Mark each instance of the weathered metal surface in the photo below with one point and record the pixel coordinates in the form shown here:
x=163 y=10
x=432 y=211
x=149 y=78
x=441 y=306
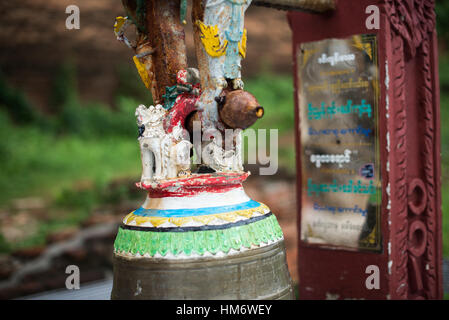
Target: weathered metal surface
x=303 y=5
x=239 y=109
x=166 y=36
x=254 y=274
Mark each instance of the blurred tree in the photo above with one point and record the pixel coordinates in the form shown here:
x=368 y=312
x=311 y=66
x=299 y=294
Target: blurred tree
x=64 y=88
x=14 y=102
x=442 y=10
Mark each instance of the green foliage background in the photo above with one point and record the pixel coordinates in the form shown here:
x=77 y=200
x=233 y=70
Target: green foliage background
x=91 y=144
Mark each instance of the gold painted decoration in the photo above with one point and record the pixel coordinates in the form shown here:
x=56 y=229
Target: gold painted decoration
x=143 y=72
x=120 y=24
x=242 y=45
x=210 y=39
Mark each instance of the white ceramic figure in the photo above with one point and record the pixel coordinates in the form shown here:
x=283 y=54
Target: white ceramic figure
x=217 y=158
x=176 y=153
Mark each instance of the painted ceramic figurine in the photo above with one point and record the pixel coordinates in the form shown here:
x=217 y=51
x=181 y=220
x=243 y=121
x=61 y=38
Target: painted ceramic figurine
x=197 y=235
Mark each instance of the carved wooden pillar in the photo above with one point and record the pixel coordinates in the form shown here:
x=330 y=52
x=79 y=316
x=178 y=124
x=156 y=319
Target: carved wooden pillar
x=410 y=258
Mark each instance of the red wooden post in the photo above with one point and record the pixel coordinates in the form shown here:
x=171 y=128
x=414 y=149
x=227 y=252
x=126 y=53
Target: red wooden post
x=410 y=258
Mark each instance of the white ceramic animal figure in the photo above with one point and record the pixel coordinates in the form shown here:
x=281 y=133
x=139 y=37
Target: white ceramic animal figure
x=150 y=140
x=176 y=153
x=217 y=158
x=224 y=39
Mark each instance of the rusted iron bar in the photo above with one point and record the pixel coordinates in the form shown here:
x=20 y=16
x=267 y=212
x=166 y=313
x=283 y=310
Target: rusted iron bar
x=301 y=5
x=160 y=42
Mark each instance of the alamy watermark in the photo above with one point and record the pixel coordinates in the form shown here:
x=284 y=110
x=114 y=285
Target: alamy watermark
x=73 y=20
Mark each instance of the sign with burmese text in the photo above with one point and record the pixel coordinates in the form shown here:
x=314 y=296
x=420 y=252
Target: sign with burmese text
x=338 y=98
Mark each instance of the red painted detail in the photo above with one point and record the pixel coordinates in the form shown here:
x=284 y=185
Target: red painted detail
x=194 y=184
x=184 y=105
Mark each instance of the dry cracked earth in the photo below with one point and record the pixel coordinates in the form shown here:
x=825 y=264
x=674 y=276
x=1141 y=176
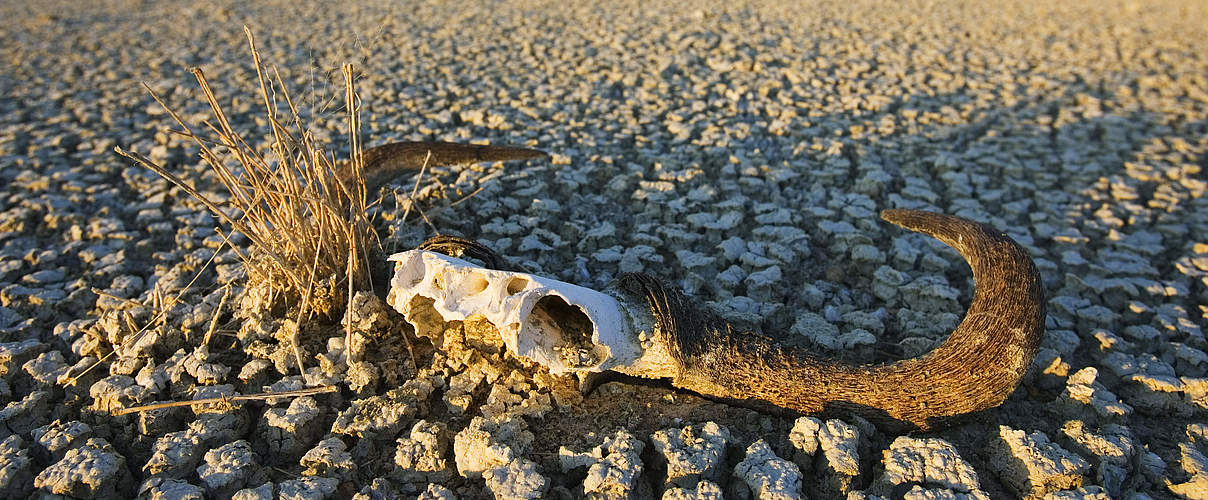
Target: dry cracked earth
x=739 y=150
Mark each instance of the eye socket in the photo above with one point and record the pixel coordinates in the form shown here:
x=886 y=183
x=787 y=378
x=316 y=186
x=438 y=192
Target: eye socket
x=516 y=285
x=476 y=284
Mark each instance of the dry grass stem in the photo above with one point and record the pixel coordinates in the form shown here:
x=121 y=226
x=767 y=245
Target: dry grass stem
x=261 y=396
x=308 y=226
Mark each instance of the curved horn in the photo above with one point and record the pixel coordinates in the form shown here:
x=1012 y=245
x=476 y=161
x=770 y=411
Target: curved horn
x=385 y=162
x=976 y=367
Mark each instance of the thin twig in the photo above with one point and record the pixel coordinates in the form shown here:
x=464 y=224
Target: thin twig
x=261 y=396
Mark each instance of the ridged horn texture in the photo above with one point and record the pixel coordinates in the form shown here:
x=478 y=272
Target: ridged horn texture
x=385 y=162
x=975 y=368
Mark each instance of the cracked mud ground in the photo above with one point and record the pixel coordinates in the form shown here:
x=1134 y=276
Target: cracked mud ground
x=738 y=150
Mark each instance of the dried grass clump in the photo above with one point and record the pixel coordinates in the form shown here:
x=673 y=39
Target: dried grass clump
x=311 y=236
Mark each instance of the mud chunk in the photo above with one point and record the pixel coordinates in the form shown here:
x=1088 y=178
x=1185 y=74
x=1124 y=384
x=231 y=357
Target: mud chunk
x=307 y=488
x=330 y=458
x=383 y=416
x=928 y=463
x=767 y=476
x=1032 y=465
x=436 y=492
x=422 y=455
x=692 y=453
x=520 y=480
x=289 y=431
x=160 y=488
x=230 y=467
x=93 y=470
x=703 y=490
x=614 y=467
x=175 y=454
x=263 y=492
x=487 y=445
x=21 y=417
x=16 y=471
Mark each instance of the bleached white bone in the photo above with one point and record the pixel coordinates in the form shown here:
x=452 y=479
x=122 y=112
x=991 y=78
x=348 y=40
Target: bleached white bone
x=562 y=326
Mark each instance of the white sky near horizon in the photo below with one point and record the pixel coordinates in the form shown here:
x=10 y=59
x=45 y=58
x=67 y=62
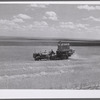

▸ **Required task**
Copy out word for word everything in the material from the line containing "Mark each instance of the thin" down to the end, leaving the pictures out.

▸ **Solution to this exercise**
Mark each instance of the thin twig in the photo above with one point and record the pixel coordinates in the form shown here:
x=464 y=224
Target: thin twig
x=261 y=396
Mark each instance of the ridged horn texture in the photo above with one point and record the pixel coordinates in the form shown here:
x=478 y=272
Target: ridged horn texture
x=385 y=162
x=975 y=368
Mark each instance of the cracked mud ground in the photo above with one point and record the pixel coordinates in the form shown here:
x=1134 y=276
Target: cracked mud ground
x=738 y=150
Mark each instance of the dried grass clump in the photo above with one point and record the pixel coordinates in the form shown here:
x=673 y=39
Target: dried grass clump
x=311 y=236
Mark each instance of the mud chunk in the photo above with one point and record the pixel coordinates in the form shown here:
x=1088 y=178
x=1185 y=74
x=1124 y=384
x=231 y=357
Target: mud chunk
x=307 y=488
x=330 y=458
x=383 y=416
x=928 y=463
x=767 y=476
x=1032 y=465
x=436 y=492
x=422 y=455
x=692 y=453
x=520 y=480
x=289 y=431
x=160 y=488
x=230 y=467
x=93 y=470
x=703 y=490
x=614 y=467
x=175 y=454
x=263 y=492
x=487 y=445
x=21 y=417
x=16 y=471
Mark each instance of the bleached white bone in the photo above with one point and record the pixel coordinates in the form shown here:
x=452 y=479
x=122 y=112
x=991 y=78
x=348 y=40
Target: bleached white bone
x=562 y=326
Mark each instance of the white sky near horizon in the photo below with one point and record the pixel coordinates in the form shown here:
x=10 y=59
x=45 y=58
x=67 y=62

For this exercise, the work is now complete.